Starting at the first line of the rows below and ending at the line that contains "730], [1329, 737]]", render each line as a Markdown table with the columns n and Line, numbering them in order and leaving out blank lines.

--------------------------------

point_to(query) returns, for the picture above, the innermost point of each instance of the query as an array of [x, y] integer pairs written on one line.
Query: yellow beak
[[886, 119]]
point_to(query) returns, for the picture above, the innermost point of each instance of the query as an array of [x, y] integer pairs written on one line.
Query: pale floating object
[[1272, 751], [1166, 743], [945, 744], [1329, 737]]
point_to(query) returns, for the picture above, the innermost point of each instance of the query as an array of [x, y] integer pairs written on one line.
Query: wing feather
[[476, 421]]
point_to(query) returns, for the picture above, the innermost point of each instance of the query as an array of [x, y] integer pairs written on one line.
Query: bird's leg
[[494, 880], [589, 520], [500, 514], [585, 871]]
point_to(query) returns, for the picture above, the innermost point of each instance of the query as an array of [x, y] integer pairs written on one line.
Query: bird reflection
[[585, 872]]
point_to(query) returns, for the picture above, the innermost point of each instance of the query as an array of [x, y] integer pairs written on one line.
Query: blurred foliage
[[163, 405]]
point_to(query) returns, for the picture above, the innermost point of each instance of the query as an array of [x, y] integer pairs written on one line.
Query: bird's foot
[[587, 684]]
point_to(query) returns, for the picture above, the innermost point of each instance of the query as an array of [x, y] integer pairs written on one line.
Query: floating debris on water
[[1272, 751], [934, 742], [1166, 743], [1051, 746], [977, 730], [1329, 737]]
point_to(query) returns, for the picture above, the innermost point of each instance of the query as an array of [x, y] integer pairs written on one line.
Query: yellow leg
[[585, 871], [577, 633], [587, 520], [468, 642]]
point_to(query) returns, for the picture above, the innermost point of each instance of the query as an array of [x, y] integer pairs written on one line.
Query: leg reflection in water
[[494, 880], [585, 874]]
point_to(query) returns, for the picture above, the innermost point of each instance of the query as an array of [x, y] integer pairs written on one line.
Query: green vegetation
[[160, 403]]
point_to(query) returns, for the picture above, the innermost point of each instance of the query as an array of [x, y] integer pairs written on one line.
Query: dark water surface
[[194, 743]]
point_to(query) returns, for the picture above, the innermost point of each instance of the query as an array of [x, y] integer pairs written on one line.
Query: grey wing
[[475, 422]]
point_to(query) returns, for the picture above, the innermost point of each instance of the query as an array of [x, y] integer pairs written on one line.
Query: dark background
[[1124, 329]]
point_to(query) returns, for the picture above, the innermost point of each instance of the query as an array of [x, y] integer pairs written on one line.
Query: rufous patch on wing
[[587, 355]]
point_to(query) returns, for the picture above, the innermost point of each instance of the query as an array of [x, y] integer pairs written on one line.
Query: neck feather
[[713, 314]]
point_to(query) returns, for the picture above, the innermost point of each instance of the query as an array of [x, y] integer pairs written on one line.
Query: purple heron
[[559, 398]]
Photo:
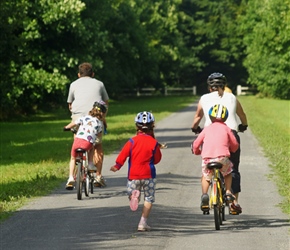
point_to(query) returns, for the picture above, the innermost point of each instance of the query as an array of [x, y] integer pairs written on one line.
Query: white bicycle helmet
[[144, 120], [101, 106]]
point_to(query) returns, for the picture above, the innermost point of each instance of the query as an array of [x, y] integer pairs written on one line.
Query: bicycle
[[217, 200], [83, 176]]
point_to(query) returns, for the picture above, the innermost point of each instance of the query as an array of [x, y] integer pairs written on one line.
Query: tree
[[266, 26]]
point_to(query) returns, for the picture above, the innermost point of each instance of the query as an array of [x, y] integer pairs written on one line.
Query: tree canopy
[[136, 43]]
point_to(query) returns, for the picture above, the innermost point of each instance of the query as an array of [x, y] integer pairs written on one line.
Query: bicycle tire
[[223, 213], [220, 201], [87, 185], [79, 180]]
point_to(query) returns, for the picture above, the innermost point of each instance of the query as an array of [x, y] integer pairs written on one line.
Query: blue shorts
[[148, 186]]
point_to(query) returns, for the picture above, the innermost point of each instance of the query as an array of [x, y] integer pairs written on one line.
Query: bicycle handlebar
[[241, 128]]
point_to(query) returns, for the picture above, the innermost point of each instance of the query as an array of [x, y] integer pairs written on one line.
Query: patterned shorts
[[225, 170], [148, 186]]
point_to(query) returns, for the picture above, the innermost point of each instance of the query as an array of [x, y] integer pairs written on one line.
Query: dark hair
[[86, 69]]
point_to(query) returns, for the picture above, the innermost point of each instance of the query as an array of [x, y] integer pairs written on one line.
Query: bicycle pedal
[[69, 187]]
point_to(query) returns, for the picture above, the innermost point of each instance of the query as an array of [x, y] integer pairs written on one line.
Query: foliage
[[134, 44], [273, 135], [266, 26], [26, 174]]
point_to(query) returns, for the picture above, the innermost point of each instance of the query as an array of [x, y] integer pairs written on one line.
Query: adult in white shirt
[[83, 93], [216, 85]]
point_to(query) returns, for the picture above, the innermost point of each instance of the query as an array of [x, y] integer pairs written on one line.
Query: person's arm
[[234, 144], [197, 117], [196, 144], [70, 125], [157, 154], [241, 114]]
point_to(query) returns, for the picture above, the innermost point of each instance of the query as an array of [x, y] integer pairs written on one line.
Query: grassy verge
[[35, 152], [269, 120]]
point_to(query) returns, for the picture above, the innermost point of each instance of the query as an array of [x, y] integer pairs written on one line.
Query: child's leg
[[145, 212], [228, 183], [204, 185], [72, 166]]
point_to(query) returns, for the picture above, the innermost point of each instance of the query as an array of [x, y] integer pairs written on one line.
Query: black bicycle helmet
[[144, 120], [216, 80]]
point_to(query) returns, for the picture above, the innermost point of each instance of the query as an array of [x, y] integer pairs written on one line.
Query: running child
[[143, 152]]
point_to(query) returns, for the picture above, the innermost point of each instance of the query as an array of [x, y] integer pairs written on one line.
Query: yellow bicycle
[[217, 200]]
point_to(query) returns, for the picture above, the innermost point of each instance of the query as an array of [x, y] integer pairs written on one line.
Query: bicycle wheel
[[79, 180], [87, 185]]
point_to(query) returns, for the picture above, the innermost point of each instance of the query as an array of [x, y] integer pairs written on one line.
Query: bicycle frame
[[216, 196], [216, 201]]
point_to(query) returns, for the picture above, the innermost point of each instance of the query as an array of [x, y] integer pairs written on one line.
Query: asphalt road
[[104, 220]]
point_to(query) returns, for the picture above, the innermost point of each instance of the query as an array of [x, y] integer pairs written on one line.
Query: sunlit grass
[[35, 151], [269, 120]]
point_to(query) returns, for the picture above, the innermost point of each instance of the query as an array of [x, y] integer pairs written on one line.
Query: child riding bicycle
[[88, 133], [214, 143]]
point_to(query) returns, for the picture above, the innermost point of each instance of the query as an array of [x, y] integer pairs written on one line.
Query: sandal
[[229, 197], [235, 208]]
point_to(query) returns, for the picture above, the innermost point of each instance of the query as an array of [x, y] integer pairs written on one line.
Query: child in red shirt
[[217, 141], [144, 152]]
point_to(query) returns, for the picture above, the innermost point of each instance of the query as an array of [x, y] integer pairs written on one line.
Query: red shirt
[[143, 152]]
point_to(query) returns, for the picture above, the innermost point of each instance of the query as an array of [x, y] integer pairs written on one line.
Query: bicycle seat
[[80, 150], [213, 165]]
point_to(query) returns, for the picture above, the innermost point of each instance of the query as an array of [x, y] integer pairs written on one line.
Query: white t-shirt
[[84, 92], [89, 128], [228, 100]]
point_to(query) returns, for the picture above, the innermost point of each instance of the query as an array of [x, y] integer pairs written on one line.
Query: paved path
[[104, 221]]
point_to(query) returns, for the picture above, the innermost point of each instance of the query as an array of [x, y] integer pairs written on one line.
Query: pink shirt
[[216, 140]]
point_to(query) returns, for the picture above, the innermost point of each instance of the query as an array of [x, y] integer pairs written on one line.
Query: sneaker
[[92, 167], [143, 227], [204, 202], [70, 183], [99, 181], [134, 201], [235, 208]]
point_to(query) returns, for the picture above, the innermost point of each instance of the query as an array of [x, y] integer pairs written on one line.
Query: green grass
[[35, 151], [269, 121]]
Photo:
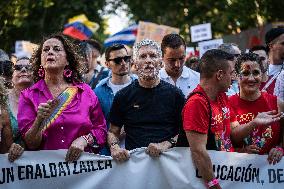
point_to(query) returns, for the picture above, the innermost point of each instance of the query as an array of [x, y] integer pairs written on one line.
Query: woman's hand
[[15, 152], [267, 118], [275, 155], [251, 149], [45, 109], [75, 150]]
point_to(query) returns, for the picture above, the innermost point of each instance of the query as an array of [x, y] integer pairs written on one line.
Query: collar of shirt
[[184, 74]]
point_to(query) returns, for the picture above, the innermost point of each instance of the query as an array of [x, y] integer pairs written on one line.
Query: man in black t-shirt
[[149, 109]]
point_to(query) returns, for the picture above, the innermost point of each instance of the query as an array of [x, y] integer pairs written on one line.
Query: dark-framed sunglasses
[[118, 60], [19, 67], [254, 73]]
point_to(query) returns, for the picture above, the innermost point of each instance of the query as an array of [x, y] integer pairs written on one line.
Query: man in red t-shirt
[[208, 105]]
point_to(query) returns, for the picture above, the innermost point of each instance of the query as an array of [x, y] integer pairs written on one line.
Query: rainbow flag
[[79, 27], [64, 99]]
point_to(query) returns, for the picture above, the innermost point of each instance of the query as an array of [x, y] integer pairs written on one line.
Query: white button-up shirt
[[188, 80]]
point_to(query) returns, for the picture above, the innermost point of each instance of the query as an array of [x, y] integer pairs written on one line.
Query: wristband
[[90, 140], [278, 148], [113, 144], [213, 182], [173, 142]]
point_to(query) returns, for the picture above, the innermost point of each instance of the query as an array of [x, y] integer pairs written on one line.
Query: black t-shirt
[[149, 115]]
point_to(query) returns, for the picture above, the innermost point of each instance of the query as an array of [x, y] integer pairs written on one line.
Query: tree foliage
[[30, 20], [226, 16]]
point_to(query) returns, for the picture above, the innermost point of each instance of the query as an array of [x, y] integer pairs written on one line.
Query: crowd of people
[[146, 96]]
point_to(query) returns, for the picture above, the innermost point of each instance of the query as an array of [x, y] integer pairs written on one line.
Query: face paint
[[148, 71], [247, 70], [148, 63]]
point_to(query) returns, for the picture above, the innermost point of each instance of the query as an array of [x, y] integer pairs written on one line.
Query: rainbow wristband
[[278, 148], [89, 139], [213, 182]]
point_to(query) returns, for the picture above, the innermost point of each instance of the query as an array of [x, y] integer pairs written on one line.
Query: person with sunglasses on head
[[149, 109], [249, 102], [9, 135], [94, 71], [174, 71], [262, 52], [6, 68], [118, 61], [274, 40], [208, 118], [21, 79], [234, 50]]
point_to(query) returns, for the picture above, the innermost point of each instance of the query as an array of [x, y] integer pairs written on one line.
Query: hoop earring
[[41, 72], [67, 73]]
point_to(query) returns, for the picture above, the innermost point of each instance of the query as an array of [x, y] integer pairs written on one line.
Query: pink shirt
[[81, 117]]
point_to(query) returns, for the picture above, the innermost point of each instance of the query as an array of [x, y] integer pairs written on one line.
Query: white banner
[[172, 170], [207, 45], [201, 32]]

--------------------------------

Reply to the exercise
| n | Line |
|---|---|
| 1 | point_to(query) returns, for the picture above, the innermost point of each instance of the query as an array of [x, y] integer pairs written on one line. |
| 2 | Query: yellow beak |
| 3 | [[886, 119]] |
| 4 | point_to(query) returns, for the picture above, the innermost point of each instance of the query as an array of [x, y] integer pairs written on one line. |
| 5 | Query: pale floating object |
| 6 | [[1272, 751], [1166, 743], [945, 744], [1329, 737]] |
| 7 | point_to(query) returns, for the picture above, the innermost point of each instance of the query as an array of [x, y] integer pairs written on one line. |
| 8 | Query: wing feather |
| 9 | [[476, 421]] |
| 10 | point_to(query) returns, for the picture above, the innermost point of each instance of the query as an array of [x, y] integer pairs written on one line. |
| 11 | Query: bird's leg |
| 12 | [[494, 880], [589, 520], [500, 514], [585, 871]] |
| 13 | point_to(query) returns, for the picture above, the innermost point of each instance of the query as an array of [x, y] integer pairs written on one line. |
| 14 | Query: bird reflection |
| 15 | [[585, 872]] |
| 16 | point_to(query) returns, for the picture above, the innermost point of each instance of the query as an array of [x, y] integer pairs written on one line. |
| 17 | Query: blurred foliage |
| 18 | [[163, 405]] |
| 19 | point_to(query) returns, for the picture above, the innermost point of each instance of the query as an array of [x, y] integer pairs written on one line. |
| 20 | Query: bird's foot |
| 21 | [[587, 684]] |
| 22 | point_to(query) returns, for the picture above, the innermost point of each instance of the query as an array of [x, y] integer pairs written on one line. |
| 23 | Query: floating debris on water |
| 24 | [[1272, 751], [934, 742], [1166, 743], [1051, 746], [977, 730], [1329, 737]] |